---- Extrait du texte

Suite aux commentaires sur ma réponse à Finkelkraut dans son analyse du discours de Booba et sa mise en perspective avec celui de Morano, je m'aperçois de la nécessité d'expliciter davantage ma démarche, en tentant d'être plus synthétique.

L'appréciation esthétique est de l'ordre du jugement, qui renvoie à une forme de subjectivité en ceci que la faculté de juger est une faculté intellectuelle, communément partagée, mais fondamentalement ancrée dans les expériences et principes acquis de chacun. Lorsque mon jugement, mon analyse de la situation telle qu'elle m'apparaît pour moi, parvient à rencontrer celle d'autrui, alors elles s'asseoient l'une et l'autre et cela leur confère un caractère d'intersubjectivité (termes que je préfère à l'objectivité à laquelle je ne crois pas vraiment. Elle était encore envisageable à l'époque de Kant, mais après lui justement, il est difficile d'y faire référence notamment en matière de goût et d'art). Il ne me semble donc pas qu'il y ait d'objectivité en matière d'art. Il y est question de goût, d'appréciation, sans pour autant qu'on puisse le réduire à la subjectivité absolue, car les goûts peuvent être partagés et ainsi faire ce que les grecs appelaient "assentiment". Par le biais de l'intersubjectivité (croisement des points de vue individuels), se dévoile l'assentiment qui n'est pas vérité objective, mais partage d'une appréciation qui lui confère un caractère non pas universel, mais légitime.

--------
---- Extrait source

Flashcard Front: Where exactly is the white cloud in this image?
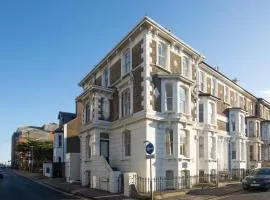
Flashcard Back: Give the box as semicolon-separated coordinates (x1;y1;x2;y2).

--------

- [Consignes]:
1. Dans le texte sur le jugement esthétique, quel terme est préféré à celui d'objectivité ?
2. Poursuivez le texte sur le jugement esthétique à partir de sa dernière phrase.

- [Réponses]:
1. Le terme d'intersubjectivité.

2.
C'est pourquoi, je n'en déduis pas que tout se vaut, comme on a pu le croire. Ce n'est pas mon propos et comprendre que certains y voyaient cette conséquence, m'oblige à préciser ma démarche. Lorsque je parle d'égalité, ce n'est pas en vertu d'une égalité de jugement et de valeur, mais bien d'une égalité citoyenne à la base de nos principes républicains. Or, à lire les commentaires, je constate une fois de plus combien ce concept est galvaudé et a perdu de son sens. Cette égalité citoyenne suppose de revenir aux fondements de cette citoyenneté qui nous traverse mais qui interroge beaucoup de nos jours, interrogations relayées par beaucoup de textes de rap.

Jamais, je n'évoque la nécessité du nivellement des concepts. En revanche, j'insiste sur le fait que la production artistique et la valeur de cette production ne se définit ni en vertu du marché de l'art (qu'il soit production musicale, ou commissaires priseurs), ni selon des critères qui seraient universellement admis. Je n'apprécie pas la musique et les textes de Booba, mais ce n'est pas pour autant que je suis en mesure de dire que ce qu'il fait est à rejeter en bloc. Mon avis subjectif justement, mon appréciation personnelle de Booba (et non du rap) n'est pas universelle et relève du goût.

Toutefois, dire que je n'apprécie pas les productions de Booba actuelles ne lui interdit pas le statut d'artiste. Ce n'est pas à l'aune du confort visuel ou auditif qu'on qualifie une oeuvre d'art, mais bien à la manière dont elle amène, bouscule une certaine vision du monde. Est-ce que Marcel Duchamps est un artiste quand il expose ses urinoires? Est-ce que Céline est à considérer comme un auteur de second rang compte tenu de ses accointances politiques et idéologiques ? Les mouvements artistiques, depuis le 19ème siècle, s'inscrivent en faux par rapport aux critères classiques de l'art et transforme jusque le jugement esthétique. Déjà l'impressionnisme était taxé de sous art, de même que la photographie et musicalement, le Blues ou le Jazz et même le Rock, n'ont pas été accueillis avec enthousiasme et ont choqué autant que le Hip-Hop et le rap d'hier et d'aujourd'hui.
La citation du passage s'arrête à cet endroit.